### Auszug zum Lesen
Was Zuckerberg zahlt

Das hat mehrere Gründe. Ein großer Teil der Einkommen von Kapitaleigentümern bleibt unversteuert. Die Autoren nehmen als Beispiel Facebook: Der US-Konzern hat 2018 einen Gewinn von 20 Milliarden Dollar erwirtschaftet, Zuckerberg gehört ein Fünftel des Unternehmens. Ihm wären also vier Milliarden zuzurechnen. Weil aber Facebook keine Dividende zahlt, blieb dieser Profit unversteuert. Facebook zahlt aber auch sonst kaum Steuern auf seine Gewinne dank komplexer Offshore-Konstruktionen. Also kommt auch da kaum etwas zusammen.

Hinzu kommen eine Reihe anderer Ausnahmen, von denen Wohlhabende profitieren, etwa die generelle Begünstigung von Kapitaleinkommen. Und in der Lohnsteuer wurden die Tarife für Topverdiener von einst deutlich über 50 Prozent in den 1950er-Jahren seit den 1980ern auf unter 30 Prozent gesenkt, wobei die letzte Senkung durch Trump und die Republikaner erfolgte. Eine ähnliche Entwicklung gab es auch bei den Gewinnsteuern für Unternehmen.

### Einträge zur Aufgabe

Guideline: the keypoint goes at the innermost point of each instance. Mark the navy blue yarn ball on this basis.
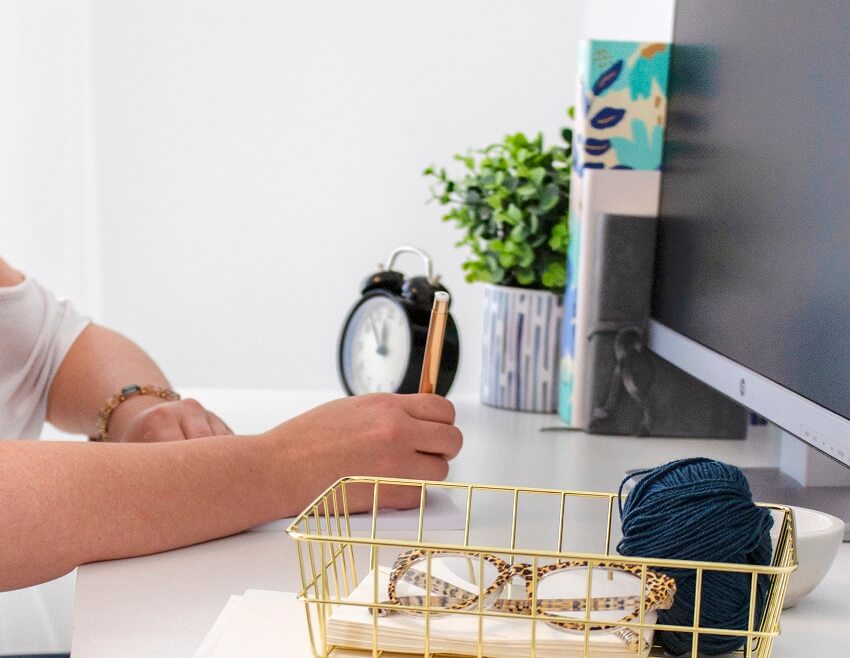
(700, 509)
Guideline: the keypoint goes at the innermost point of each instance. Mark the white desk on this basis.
(163, 605)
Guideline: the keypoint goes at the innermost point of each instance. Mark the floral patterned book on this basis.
(618, 138)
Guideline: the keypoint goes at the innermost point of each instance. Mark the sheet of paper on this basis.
(441, 513)
(258, 623)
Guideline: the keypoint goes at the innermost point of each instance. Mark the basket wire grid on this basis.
(333, 559)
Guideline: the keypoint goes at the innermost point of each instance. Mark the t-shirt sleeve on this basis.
(36, 332)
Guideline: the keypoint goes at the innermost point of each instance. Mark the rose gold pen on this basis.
(434, 343)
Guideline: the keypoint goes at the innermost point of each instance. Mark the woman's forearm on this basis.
(68, 503)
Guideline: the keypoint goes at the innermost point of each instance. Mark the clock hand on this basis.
(375, 333)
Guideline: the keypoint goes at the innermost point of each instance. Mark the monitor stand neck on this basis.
(805, 478)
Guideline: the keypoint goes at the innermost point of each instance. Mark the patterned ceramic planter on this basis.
(522, 329)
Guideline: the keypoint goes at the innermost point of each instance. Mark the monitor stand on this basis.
(805, 478)
(772, 485)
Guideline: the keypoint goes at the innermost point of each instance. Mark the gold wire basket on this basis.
(532, 526)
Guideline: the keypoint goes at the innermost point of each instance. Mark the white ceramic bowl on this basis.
(818, 537)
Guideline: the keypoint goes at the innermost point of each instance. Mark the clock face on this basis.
(376, 347)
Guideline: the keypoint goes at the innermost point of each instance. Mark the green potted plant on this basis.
(511, 203)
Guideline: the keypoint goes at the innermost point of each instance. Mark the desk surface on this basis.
(163, 605)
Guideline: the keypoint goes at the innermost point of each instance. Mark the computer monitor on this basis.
(752, 287)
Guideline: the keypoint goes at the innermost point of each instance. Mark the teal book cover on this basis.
(619, 125)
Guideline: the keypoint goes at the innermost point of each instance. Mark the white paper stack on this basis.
(258, 623)
(352, 626)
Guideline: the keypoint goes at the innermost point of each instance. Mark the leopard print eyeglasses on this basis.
(457, 579)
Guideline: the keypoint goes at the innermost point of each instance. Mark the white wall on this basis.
(47, 200)
(257, 160)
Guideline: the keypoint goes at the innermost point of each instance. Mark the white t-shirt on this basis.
(36, 331)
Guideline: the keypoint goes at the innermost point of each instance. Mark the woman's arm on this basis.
(99, 364)
(63, 504)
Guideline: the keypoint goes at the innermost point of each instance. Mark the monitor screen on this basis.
(753, 258)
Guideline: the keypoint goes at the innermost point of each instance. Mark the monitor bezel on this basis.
(817, 426)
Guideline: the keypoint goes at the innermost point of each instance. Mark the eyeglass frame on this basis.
(658, 595)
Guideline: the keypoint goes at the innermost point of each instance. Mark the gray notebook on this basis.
(630, 389)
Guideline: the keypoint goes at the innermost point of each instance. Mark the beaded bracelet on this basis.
(125, 393)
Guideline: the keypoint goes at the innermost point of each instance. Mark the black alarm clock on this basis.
(382, 344)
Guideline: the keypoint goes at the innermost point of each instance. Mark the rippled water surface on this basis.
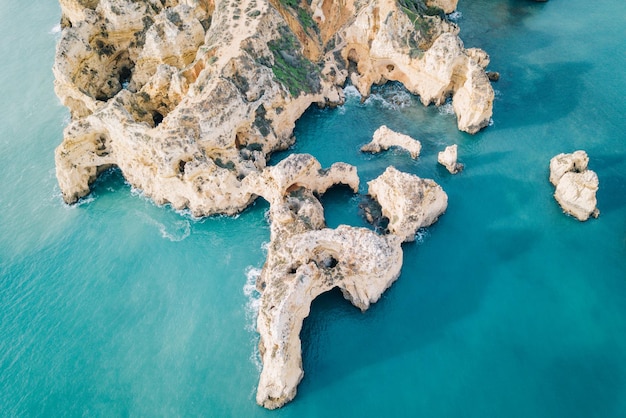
(505, 307)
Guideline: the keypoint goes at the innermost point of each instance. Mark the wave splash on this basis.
(252, 311)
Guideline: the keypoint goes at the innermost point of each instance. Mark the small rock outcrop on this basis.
(576, 185)
(408, 201)
(448, 159)
(384, 138)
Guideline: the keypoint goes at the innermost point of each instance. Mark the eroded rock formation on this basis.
(188, 97)
(384, 138)
(306, 259)
(408, 201)
(576, 185)
(448, 159)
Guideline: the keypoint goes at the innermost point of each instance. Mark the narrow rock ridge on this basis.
(384, 138)
(576, 185)
(189, 97)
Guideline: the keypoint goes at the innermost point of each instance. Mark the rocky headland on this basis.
(190, 97)
(449, 159)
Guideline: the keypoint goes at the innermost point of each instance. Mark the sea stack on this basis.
(448, 158)
(576, 186)
(384, 138)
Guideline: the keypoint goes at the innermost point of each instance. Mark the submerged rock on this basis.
(384, 138)
(576, 186)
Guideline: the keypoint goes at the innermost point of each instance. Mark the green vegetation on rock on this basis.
(290, 67)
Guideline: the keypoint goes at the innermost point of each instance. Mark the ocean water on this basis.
(505, 307)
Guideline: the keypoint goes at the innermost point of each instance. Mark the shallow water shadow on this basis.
(540, 94)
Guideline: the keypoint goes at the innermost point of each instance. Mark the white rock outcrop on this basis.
(384, 138)
(188, 97)
(448, 159)
(356, 260)
(408, 201)
(306, 259)
(576, 185)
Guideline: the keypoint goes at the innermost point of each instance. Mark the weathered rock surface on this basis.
(576, 186)
(384, 138)
(448, 159)
(356, 260)
(408, 201)
(576, 162)
(306, 259)
(188, 97)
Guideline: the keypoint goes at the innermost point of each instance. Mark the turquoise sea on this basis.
(505, 308)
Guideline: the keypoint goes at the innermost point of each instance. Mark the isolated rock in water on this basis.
(448, 158)
(384, 138)
(576, 186)
(408, 201)
(576, 162)
(356, 260)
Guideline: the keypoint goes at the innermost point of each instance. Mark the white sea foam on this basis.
(392, 99)
(252, 311)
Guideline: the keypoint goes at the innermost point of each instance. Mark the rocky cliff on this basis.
(188, 97)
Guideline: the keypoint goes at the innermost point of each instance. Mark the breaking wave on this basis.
(253, 304)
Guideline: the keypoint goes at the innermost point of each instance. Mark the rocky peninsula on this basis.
(190, 97)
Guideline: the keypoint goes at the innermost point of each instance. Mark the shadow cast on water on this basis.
(537, 95)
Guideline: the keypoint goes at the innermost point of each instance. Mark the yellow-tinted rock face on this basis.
(179, 94)
(188, 98)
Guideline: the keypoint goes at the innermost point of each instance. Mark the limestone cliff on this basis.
(306, 259)
(448, 159)
(408, 201)
(188, 97)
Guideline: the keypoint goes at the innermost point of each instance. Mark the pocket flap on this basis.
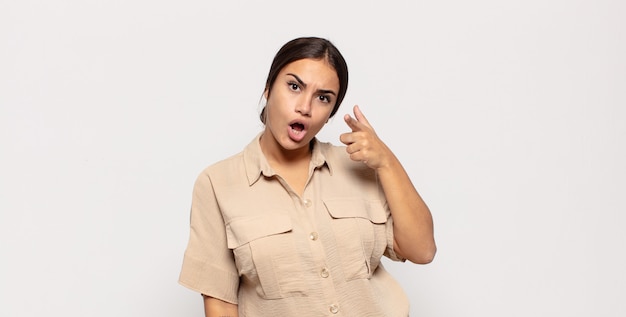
(243, 230)
(372, 210)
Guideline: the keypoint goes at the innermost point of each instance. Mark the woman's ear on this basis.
(266, 93)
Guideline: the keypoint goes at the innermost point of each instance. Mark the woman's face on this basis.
(300, 103)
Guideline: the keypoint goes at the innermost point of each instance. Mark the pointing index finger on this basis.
(358, 114)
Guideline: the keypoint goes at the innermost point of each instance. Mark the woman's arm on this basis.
(214, 307)
(412, 220)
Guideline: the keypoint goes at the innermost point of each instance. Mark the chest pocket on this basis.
(265, 254)
(361, 230)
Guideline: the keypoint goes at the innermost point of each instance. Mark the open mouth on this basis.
(297, 127)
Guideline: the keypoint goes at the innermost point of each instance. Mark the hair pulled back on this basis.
(313, 48)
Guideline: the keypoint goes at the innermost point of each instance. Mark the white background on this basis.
(509, 116)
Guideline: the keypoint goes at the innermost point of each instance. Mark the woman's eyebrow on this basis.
(303, 84)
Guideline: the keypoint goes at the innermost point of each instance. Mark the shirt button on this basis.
(324, 273)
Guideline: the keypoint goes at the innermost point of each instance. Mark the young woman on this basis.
(292, 226)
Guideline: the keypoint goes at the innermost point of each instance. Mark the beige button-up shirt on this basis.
(256, 243)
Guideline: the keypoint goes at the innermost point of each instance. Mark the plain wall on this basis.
(509, 116)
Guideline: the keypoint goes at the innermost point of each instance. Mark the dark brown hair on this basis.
(314, 48)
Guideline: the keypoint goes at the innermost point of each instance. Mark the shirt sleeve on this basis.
(208, 264)
(389, 252)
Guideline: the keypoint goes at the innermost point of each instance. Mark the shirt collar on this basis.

### Arbeitsanweisungen
**a.** Wähle aus den Einträgen jede Zeile aus, in der das Wort „pocket“ vorkommt, und gib diese Zeilen wörtlich wieder.
**b.** Führe den Text über die Steuern von Zuckerberg und Facebook im Anschluss an seinen letzten Satz fort.
Der Text und die Einträge stammen aus voneinander unabhängigen Quellen.

### Antworten je Aufgabe
**a.**
Guideline: the keypoint goes at the innermost point of each instance. Mark the pocket flap on this basis.
Guideline: the keypoint goes at the innermost point of each instance. Mark the chest pocket on this basis.

**b.**
Dass sich ein Werk über die US-Steuerpolitik flüssig liest, liegt daran, dass Zucman und Saez ihre Rechnung im ersten Kapitel kompakt präsentieren und sich dann der Analyse zuwenden. Ein Kernargument lautet, dass die massiv gestiegene Ungleichheit in den USA zu einem guten Teil auf das nicht funktionale Steuersystem zurückzuführen ist. Die Empfehlung der Autoren lautet, die Spitzensteuersätze anzuheben, sie empfehlen 60 Prozent. (András Szigetvari, 22.10.2019)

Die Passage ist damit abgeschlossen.